What the task asks:
Rewrite the stretch from the line containing "TARGET = spray bottle" through the line containing "(1151, 441)", changing "seated woman" to "sitting woman" and leaving everything else as it is.
-------- Information given
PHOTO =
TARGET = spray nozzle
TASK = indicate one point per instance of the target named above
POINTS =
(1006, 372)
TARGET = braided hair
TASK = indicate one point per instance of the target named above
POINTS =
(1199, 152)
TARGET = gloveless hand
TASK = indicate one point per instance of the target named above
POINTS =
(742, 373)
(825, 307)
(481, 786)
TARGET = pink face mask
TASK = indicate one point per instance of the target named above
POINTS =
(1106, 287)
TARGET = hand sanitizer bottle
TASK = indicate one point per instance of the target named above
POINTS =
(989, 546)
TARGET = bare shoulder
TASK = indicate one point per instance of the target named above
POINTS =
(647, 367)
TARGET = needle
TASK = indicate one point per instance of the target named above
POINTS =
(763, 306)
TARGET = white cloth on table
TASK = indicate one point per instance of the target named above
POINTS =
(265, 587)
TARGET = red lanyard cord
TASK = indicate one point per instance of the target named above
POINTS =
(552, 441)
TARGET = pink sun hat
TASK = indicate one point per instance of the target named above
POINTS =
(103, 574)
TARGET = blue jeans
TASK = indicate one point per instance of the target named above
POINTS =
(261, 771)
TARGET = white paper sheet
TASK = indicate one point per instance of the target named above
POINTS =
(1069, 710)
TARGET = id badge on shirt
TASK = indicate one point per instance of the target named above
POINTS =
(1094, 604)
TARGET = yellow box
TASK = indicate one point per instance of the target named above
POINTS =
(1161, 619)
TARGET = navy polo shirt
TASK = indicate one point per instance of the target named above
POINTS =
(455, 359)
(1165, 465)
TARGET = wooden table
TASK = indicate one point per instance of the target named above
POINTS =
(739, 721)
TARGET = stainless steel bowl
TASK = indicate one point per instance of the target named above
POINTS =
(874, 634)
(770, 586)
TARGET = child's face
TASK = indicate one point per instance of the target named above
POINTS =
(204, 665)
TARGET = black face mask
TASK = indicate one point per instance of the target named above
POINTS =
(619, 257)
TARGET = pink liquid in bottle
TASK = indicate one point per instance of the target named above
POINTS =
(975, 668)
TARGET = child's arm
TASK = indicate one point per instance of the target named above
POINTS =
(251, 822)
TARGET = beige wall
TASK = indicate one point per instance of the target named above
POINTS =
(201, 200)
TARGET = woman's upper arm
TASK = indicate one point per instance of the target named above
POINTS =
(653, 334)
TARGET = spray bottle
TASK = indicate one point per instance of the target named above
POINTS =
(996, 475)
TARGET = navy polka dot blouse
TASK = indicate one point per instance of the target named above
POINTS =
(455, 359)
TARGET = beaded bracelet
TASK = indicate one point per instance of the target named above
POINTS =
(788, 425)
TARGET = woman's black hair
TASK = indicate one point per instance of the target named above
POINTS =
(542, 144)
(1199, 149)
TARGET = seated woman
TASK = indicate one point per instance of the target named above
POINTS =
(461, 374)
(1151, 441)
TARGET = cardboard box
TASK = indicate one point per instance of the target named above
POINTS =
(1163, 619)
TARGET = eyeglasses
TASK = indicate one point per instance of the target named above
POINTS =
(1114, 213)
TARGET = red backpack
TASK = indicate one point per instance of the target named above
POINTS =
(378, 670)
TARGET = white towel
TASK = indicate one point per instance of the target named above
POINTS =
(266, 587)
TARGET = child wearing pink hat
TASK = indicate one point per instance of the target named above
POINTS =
----------------
-------- Information given
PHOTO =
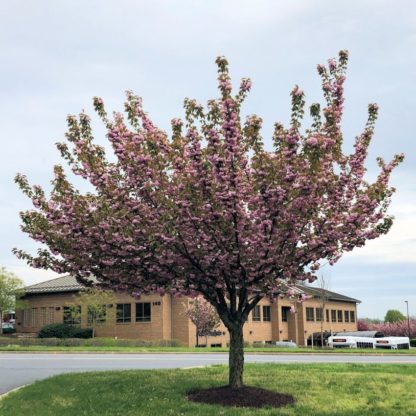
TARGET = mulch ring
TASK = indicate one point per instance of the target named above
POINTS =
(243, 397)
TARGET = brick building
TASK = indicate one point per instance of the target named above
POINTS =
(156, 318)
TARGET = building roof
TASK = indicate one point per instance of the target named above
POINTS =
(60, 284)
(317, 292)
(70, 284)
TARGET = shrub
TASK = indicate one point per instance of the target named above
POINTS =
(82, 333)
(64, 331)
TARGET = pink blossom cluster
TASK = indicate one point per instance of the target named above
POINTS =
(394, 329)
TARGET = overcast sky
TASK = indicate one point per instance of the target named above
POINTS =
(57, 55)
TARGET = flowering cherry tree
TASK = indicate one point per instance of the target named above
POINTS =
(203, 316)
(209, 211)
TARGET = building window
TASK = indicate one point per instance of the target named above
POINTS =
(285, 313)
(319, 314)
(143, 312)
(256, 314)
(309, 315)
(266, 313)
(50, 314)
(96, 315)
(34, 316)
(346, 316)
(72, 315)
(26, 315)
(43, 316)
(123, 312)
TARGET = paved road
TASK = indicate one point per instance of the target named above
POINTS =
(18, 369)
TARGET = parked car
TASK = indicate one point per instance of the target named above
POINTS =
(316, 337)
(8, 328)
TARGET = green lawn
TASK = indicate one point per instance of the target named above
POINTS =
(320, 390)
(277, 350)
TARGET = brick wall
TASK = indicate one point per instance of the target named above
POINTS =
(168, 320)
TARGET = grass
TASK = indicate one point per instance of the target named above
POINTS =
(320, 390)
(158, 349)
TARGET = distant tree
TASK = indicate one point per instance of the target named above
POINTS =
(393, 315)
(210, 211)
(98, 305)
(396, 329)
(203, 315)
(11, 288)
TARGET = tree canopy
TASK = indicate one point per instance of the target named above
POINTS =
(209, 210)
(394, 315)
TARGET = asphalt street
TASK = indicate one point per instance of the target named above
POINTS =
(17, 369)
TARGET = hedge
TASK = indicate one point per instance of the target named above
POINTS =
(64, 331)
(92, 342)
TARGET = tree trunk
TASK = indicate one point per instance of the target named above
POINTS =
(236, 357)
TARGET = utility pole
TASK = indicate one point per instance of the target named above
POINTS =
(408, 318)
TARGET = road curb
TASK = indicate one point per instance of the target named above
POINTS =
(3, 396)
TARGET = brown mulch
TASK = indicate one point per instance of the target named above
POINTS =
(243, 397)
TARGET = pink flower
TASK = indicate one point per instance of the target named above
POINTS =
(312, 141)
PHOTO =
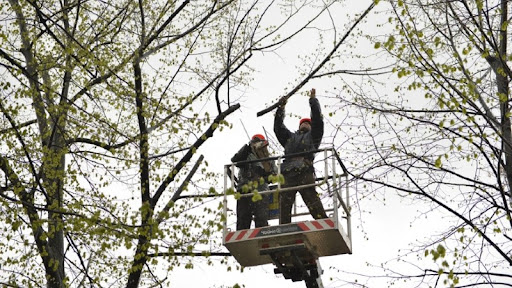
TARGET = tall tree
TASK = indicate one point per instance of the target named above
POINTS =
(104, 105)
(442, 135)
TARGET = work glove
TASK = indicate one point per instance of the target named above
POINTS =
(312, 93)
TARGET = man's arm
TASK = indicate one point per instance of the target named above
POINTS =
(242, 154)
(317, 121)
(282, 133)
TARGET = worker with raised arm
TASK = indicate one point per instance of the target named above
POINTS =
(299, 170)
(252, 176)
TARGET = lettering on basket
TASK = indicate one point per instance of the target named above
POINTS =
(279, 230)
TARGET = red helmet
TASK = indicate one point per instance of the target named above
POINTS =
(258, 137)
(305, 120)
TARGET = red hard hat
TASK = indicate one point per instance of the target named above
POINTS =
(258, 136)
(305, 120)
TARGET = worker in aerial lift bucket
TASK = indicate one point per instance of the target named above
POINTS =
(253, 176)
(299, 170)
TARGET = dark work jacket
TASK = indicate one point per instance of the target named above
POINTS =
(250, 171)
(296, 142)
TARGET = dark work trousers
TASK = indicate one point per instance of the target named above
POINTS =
----------------
-------- Information given
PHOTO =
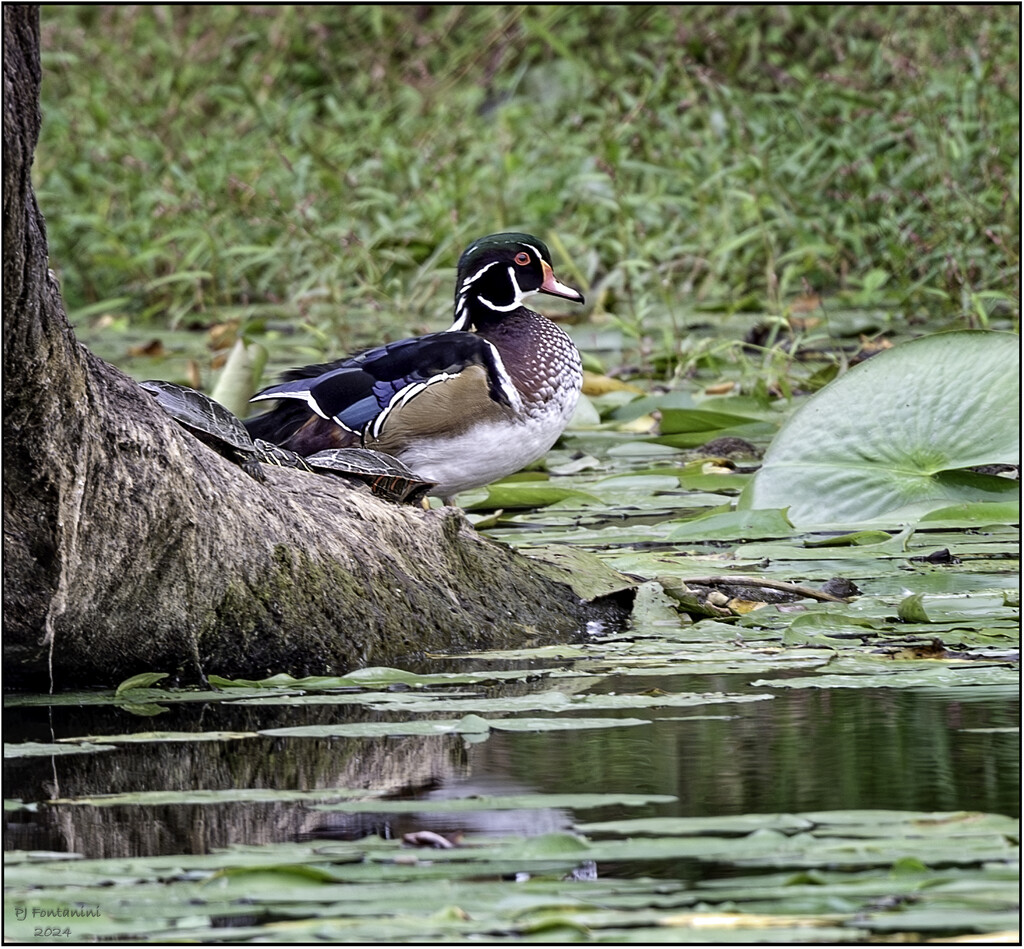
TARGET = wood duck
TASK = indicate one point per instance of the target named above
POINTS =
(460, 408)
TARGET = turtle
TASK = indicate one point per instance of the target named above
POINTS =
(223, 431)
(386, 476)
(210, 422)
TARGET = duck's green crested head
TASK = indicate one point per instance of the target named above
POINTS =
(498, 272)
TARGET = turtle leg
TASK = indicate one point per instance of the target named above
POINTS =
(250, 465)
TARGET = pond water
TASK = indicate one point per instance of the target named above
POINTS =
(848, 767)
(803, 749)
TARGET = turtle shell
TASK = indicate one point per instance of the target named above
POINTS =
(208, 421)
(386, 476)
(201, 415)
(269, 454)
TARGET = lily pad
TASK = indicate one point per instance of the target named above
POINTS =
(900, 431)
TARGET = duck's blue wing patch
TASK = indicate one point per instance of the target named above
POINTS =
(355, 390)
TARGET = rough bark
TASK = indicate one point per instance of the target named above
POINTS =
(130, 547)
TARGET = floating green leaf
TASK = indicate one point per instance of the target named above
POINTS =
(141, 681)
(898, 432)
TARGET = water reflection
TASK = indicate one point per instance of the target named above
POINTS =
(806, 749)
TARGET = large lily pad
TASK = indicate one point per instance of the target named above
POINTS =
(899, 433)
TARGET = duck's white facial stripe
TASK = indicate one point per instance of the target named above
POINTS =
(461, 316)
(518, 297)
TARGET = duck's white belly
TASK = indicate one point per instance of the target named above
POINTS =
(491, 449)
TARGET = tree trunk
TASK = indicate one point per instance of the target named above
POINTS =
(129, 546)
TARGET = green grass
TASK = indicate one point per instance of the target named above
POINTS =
----------------
Answer to this task:
TARGET = spray bottle
TASK = indicate one point per instance of the target named above
POINTS =
(996, 475)
TARGET = navy polka dot blouse
TASK = indicate one point per instance of the target named above
POINTS =
(455, 359)
TARGET = beaded bracelet
TASK = indicate one point per instance of the target named above
POINTS =
(788, 425)
TARGET = woman's black hair
TASK = indicate one point per instance of the target named above
POINTS =
(542, 144)
(1199, 149)
TARGET = sitting woman
TASK = indicate one point per instance of the target named above
POINTS =
(461, 374)
(1151, 441)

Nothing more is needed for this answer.